## Start Text excerpt

Work Visa (E Visa/L Visa)

Treaty Trader & Treaty Investor Visas (E Visa)


Consider the following: "My company set up a corporation in the United States in order to dispatch employees there and grow their business." Or, "I was ordered to work at the U.S. subsidiary for one month."

In this sort of situation, what sort of options do you think of that allow you (or your employees) to work in the United States?

Nationals of countries subject to the U.S. visa waiver program (VWP) do not have a particular need to obtain a visa when traveling to the U.S. Due to this, many Japanese people who are eligible for the VWP are unfamiliar with the many different types of U.S. visas and which one is appropriate for their situation. One of the work visas is the E visa. The E visa is for the purpose of trade and investment between Japan and the U.S, and so the role of the E visa is the promotion of such.

For example, E visas can be used when employees of a Japanese company are stationed at a U.S. subsidiary or affiliate company, or when an entrepreneur starts and operates a company in the U.S.

For foreign nationals, a work visa is required in order to travel and work in the U.S., but the visa that should be considered the highest priority at the outset is the E visa. E visas include the trade (E-1) and investment (E-2) visas, both of which need applicants to meet the managerial or professional requirements that include the expertise needed to operate the company. This visa is not applicable to employees at a general business level.

The E visa can be obtained by a national of a country that has a trade agreement with the United States. Japanese nationals can obtain the E visa under the United States-Japan Treaty of Friendship, Commerce and Navigation. The issuing of this visa is unlikely to be influenced by the policies of the current U.S. administration due to the protection of the treaty.

Another question frequently asked by companies that are considering sending employees to a U.S. subsidiary is, "How is the E visa different from an L (intracompany transfer) visa?" The L visa requires a U.S. corporation to act as Petitioner and requires applying directly to the United States Citizenship and Immigration Services (USCIS). E visas, however, only require applying to the U.S. Embassy (or Consulate) in Japan, making it a convenient visa for business as long as the E visa company registration is complete.

## End Text excerpt
## Start Input records

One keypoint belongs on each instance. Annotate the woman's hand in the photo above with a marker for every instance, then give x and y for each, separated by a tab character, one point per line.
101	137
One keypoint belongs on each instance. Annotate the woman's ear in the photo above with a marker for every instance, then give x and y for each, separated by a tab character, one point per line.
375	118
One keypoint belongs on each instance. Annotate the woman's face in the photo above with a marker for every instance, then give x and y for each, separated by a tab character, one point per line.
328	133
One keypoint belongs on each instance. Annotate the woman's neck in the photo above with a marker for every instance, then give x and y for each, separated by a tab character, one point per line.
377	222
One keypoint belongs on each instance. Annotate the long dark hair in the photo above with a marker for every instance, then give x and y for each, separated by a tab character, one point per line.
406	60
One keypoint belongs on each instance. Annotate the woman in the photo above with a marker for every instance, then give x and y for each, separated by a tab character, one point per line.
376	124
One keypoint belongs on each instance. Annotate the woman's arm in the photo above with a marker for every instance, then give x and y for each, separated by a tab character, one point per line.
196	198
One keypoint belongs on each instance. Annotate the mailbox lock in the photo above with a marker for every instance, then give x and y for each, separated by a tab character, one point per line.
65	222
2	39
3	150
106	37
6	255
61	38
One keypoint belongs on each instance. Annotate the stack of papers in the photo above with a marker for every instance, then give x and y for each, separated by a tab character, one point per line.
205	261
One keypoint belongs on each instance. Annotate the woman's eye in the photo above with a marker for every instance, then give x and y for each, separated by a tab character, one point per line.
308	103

## End Input records

* What this exercise asks
A - Answer these questions from the visa text:
(i) Under which treaty can Japanese nationals obtain the E visa?
(ii) What two kinds of visa does the E visa include?
(iii) To which agency does the L visa require applying directly?
B - Reproduce the rows word for word, beginning with the row that contains "One keypoint belongs on each instance. Annotate the mailbox" and continuing through the final row.
The rows are unrelated to the visa text.

* Solutions to the tasks
A -
(i) The United States-Japan Treaty of Friendship, Commerce and Navigation.
(ii) The trade (E-1) visa and the investment (E-2) visa.
(iii) The United States Citizenship and Immigration Services (USCIS).

B -
One keypoint belongs on each instance. Annotate the mailbox lock in the photo above with a marker for every instance, then give x and y for each, separated by a tab character, one point per line.
65	222
2	39
3	150
106	37
6	255
61	38
One keypoint belongs on each instance. Annotate the stack of papers in the photo above with a marker for every instance, then give x and y for each, separated by a tab character, one point per line.
205	261
One keypoint belongs on each instance. Annotate the woman's eye in the photo above with a marker for every instance, then give x and y for each, separated by a tab character, one point per line.
308	103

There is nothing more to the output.